======== Text shown ========

Autumn Statement recap

December 2014

The Autumn Statement on 3 December made several announcements of potential relevance to life sciences companies. Key measures included: individuals will continue to benefit from entrepreneurs' relief from capital gains tax where the proceeds of a sale are reinvested in investments qualifying for EIS or Social Investment Tax Relief; legislation will be introduced to restrict qualifying expenditure for R&D tax credits with effect from 1 April 2015, so that the costs of materials that are incorporated into products that are sold are not eligible; measures will be introduced to prevent the use of cancellation schemes to mitigate stamp duty on corporate takeovers; and, tax relief will no longer be available in respect of reimbursed business expenses when they are paid in conjunction with a salary sacrifice scheme.

Further details on these and other key announcements are set out below:

Business taxes

  • The Chancellor announced that the rate of the above-the-line research and development ("R&D") credit will increase from 10% to 11% and the rate for the small and medium enterprises ("SME") scheme will increase from 225% to 230% from 1 April 2015.
  • Legislation will be introduced to restrict qualifying expenditure for R&D tax credits with effect from 1 April 2015, so that the costs of materials that are incorporated into products that are sold are not eligible.

======== Supplied entries ========

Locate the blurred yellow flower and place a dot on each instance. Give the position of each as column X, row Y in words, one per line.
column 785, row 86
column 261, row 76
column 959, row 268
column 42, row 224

========

◆ What to work on:
A. In the Autumn Statement recap, what will the rate for the SME scheme rise to from 1 April 2015?
B. Rewrite the Autumn Statement recap paragraph that begins "The Autumn Statement on 3 December" as a short bulleted list of its key measures.
C. From the Autumn Statement recap, reproduce word for word the passage starting at "Further details on" and ending with "1 April 2015.".

◆ Completed exercise:
A. It will rise to 230%, up from 225%.

B.
Key measures from the Autumn Statement on 3 December that may matter to life sciences companies:
- Entrepreneurs' relief from capital gains tax will still apply when sale proceeds are reinvested in investments qualifying for EIS or Social Investment Tax Relief.
- From 1 April 2015, R&D tax credits will not cover the costs of materials incorporated into products that are sold.
- Cancellation schemes will no longer be usable to reduce stamp duty on corporate takeovers.
- Reimbursed business expenses paid alongside a salary sacrifice scheme will no longer get tax relief.

C.
Further details on these and other key announcements are set out below:

Business taxes

  • The Chancellor announced that the rate of the above-the-line research and development ("R&D") credit will increase from 10% to 11% and the rate for the small and medium enterprises ("SME") scheme will increase from 225% to 230% from 1 April 2015.